### Your instructions
Please work out how many lines in the entries contain "Query", then give that number with nothing added.

### Material for this exercise
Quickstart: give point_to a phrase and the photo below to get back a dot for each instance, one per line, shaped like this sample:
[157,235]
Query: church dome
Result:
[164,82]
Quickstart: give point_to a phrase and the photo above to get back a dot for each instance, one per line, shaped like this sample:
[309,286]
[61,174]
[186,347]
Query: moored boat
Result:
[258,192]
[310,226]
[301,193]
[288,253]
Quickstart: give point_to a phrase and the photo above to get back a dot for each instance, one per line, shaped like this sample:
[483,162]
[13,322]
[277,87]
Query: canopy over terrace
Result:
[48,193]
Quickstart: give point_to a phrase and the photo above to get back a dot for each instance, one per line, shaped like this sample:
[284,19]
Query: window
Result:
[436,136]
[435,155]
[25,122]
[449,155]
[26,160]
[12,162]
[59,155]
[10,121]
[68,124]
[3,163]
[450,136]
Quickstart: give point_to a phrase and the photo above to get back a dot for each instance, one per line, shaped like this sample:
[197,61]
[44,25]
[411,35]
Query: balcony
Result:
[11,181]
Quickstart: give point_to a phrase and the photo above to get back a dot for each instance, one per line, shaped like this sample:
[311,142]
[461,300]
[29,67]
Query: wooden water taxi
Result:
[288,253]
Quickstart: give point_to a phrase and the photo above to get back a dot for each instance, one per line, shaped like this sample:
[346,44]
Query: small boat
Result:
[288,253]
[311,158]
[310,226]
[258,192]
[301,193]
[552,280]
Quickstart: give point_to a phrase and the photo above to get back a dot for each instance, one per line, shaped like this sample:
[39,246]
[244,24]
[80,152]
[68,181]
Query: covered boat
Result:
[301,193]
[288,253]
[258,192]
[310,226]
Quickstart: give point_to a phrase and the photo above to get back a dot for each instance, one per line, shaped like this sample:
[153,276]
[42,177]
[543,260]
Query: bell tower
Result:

### Expected output
9